◆ **WHAT YOU SHOULD DO**
Taking the line that contains "Target: white rose" as the first, copy each line exactly up to and including the last line below.

◆ **Dataset excerpts**
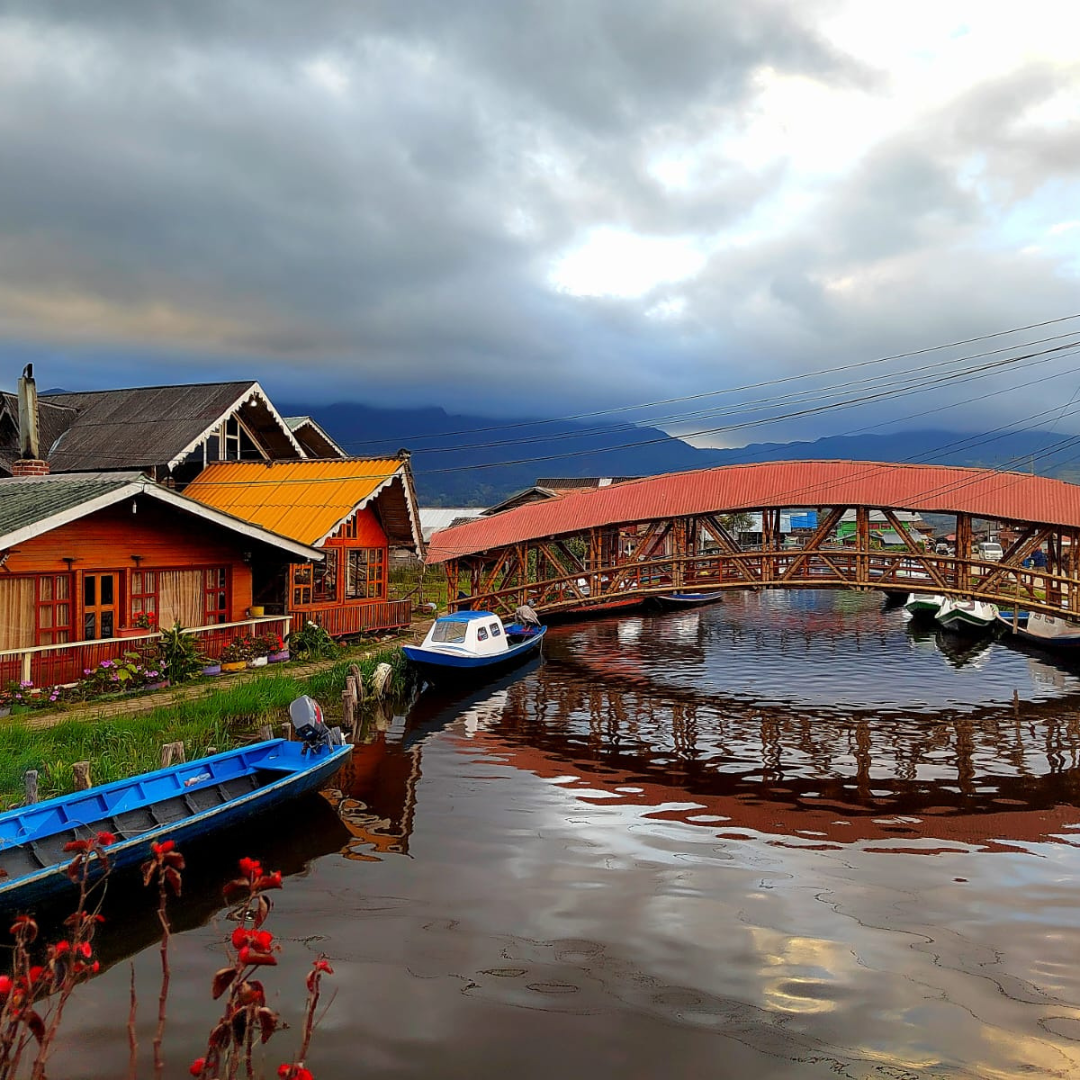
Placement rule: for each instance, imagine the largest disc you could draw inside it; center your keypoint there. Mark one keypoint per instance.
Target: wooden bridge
(602, 548)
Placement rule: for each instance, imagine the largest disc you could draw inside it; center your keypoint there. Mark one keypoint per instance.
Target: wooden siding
(359, 617)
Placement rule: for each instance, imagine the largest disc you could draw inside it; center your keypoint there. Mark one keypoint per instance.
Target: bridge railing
(791, 567)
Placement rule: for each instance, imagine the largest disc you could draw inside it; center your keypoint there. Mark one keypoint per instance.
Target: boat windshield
(449, 631)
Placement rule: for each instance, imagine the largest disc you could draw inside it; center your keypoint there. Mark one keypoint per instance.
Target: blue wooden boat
(176, 804)
(473, 645)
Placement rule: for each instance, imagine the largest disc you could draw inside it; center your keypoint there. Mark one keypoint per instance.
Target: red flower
(251, 867)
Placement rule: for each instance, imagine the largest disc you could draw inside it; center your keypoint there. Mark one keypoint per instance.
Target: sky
(540, 207)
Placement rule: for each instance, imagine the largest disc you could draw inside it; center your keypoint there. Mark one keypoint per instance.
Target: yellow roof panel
(305, 500)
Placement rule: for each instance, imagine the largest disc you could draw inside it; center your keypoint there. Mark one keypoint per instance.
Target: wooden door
(100, 604)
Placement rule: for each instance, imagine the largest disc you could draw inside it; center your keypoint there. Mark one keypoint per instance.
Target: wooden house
(83, 554)
(352, 510)
(171, 433)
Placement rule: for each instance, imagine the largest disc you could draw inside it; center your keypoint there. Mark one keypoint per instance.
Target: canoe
(473, 645)
(176, 804)
(1042, 629)
(967, 616)
(679, 602)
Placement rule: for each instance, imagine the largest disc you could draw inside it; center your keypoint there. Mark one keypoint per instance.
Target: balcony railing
(57, 664)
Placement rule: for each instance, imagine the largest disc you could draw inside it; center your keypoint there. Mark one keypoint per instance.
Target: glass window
(449, 631)
(324, 586)
(54, 609)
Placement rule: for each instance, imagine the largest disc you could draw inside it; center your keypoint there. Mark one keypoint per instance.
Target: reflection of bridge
(667, 532)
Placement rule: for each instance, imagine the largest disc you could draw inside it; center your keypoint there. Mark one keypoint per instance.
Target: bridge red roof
(982, 493)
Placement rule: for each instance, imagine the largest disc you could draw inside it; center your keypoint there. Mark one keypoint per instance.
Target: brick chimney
(29, 462)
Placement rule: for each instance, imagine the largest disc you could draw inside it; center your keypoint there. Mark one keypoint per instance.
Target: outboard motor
(307, 719)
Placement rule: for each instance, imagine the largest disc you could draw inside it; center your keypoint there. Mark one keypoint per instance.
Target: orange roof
(306, 500)
(785, 485)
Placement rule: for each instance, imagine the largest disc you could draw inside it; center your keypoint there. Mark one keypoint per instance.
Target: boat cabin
(472, 633)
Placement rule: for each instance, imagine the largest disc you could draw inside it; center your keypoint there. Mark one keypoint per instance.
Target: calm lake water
(787, 835)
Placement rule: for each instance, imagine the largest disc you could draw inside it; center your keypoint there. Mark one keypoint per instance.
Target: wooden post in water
(172, 754)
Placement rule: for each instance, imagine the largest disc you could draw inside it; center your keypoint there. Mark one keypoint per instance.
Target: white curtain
(16, 612)
(180, 598)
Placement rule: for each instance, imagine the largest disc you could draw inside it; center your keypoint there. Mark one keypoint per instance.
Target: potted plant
(259, 650)
(279, 652)
(143, 623)
(234, 656)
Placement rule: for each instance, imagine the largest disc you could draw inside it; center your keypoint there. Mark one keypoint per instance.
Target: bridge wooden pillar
(963, 552)
(862, 545)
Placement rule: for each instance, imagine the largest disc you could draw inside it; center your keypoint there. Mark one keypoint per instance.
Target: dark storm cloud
(367, 200)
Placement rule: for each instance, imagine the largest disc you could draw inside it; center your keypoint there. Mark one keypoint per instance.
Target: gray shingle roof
(137, 428)
(26, 500)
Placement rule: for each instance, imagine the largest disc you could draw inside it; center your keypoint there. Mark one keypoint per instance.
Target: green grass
(122, 746)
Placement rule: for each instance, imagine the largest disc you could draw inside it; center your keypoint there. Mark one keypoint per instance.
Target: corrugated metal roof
(306, 500)
(780, 485)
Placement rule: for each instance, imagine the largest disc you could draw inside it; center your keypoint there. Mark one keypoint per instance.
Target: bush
(179, 655)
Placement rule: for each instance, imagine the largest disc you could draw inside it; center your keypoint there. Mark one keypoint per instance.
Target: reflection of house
(353, 510)
(169, 432)
(82, 554)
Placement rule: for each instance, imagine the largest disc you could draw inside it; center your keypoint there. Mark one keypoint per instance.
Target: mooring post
(81, 771)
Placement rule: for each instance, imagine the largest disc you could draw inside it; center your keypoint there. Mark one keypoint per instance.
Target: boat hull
(437, 666)
(177, 804)
(969, 617)
(679, 602)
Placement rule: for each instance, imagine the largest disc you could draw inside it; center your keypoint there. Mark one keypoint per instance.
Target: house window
(54, 609)
(324, 585)
(216, 595)
(301, 584)
(365, 574)
(144, 594)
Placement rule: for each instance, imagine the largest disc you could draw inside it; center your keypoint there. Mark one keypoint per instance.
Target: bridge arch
(631, 540)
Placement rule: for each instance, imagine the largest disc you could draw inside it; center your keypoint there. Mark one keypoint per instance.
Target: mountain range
(477, 461)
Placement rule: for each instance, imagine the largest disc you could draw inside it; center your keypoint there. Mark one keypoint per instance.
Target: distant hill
(476, 461)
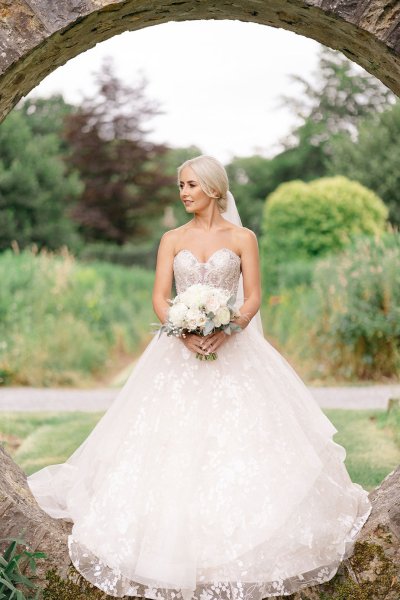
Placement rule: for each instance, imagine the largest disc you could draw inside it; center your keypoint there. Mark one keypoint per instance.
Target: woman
(208, 479)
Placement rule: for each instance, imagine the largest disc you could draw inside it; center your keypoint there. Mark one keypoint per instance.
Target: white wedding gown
(208, 480)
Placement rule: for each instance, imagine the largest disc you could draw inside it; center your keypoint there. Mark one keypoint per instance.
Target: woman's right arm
(164, 273)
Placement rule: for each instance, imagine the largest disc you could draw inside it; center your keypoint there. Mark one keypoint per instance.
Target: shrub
(48, 301)
(13, 584)
(357, 302)
(303, 221)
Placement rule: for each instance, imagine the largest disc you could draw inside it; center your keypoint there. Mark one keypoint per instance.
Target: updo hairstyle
(211, 175)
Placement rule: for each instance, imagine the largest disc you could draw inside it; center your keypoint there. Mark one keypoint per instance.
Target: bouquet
(201, 309)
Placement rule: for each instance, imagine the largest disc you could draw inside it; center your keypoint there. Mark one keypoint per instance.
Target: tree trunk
(373, 571)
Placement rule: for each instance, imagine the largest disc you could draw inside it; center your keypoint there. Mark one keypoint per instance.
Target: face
(192, 196)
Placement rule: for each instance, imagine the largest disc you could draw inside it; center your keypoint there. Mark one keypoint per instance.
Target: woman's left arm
(251, 277)
(251, 289)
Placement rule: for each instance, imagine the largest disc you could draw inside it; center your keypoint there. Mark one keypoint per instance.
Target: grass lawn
(371, 439)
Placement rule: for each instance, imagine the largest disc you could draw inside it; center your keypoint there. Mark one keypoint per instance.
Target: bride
(208, 479)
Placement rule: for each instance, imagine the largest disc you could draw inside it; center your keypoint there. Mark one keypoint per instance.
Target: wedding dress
(208, 480)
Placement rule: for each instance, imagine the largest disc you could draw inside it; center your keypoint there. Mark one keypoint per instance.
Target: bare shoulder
(247, 239)
(169, 237)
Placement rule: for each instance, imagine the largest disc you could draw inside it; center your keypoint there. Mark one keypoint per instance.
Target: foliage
(357, 305)
(46, 116)
(123, 173)
(176, 214)
(74, 587)
(142, 254)
(340, 97)
(106, 307)
(303, 221)
(250, 182)
(13, 584)
(373, 158)
(34, 188)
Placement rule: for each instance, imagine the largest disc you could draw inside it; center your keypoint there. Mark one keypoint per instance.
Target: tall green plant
(13, 584)
(357, 301)
(304, 221)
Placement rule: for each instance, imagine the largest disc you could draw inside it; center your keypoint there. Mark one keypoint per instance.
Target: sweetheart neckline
(209, 258)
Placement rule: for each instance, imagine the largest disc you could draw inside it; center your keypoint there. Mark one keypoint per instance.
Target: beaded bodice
(222, 269)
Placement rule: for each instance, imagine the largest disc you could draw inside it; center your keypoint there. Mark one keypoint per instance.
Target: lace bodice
(222, 269)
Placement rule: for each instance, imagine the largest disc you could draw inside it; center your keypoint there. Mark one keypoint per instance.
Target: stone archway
(37, 36)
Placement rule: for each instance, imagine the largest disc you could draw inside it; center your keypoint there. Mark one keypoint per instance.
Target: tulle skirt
(208, 480)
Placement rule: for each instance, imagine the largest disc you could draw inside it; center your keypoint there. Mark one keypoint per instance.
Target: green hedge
(346, 324)
(304, 221)
(357, 297)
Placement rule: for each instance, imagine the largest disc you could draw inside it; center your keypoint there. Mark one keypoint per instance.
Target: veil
(232, 214)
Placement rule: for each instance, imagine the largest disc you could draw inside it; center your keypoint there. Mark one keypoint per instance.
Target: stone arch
(37, 36)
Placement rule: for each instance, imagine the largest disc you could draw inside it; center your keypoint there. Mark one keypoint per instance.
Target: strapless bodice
(222, 269)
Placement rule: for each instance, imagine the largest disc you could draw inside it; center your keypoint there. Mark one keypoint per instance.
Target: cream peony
(177, 314)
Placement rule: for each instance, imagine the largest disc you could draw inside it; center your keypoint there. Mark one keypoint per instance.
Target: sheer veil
(232, 214)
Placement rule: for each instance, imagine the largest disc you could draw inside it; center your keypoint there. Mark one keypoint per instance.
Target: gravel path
(99, 399)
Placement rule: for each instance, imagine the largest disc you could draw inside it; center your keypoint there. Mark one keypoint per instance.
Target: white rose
(193, 317)
(177, 314)
(212, 304)
(223, 315)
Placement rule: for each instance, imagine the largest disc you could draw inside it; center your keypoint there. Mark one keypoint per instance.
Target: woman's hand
(194, 342)
(213, 341)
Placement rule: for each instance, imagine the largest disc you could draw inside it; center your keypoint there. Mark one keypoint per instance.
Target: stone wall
(36, 36)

◆ **TASK RESPONSE**
Target: white rose
(193, 317)
(177, 314)
(212, 304)
(223, 315)
Placement rule: for each instance, imagine the largest disc you could draw inside it; center your keypoint there. Mark one keypoint per instance.
Target: woman's hand
(194, 342)
(213, 341)
Placement rule: for each instance, imagine the largest disc you could draw inside it; center your keypoint there. Mark one keypoint per instance.
Target: stone wall
(36, 36)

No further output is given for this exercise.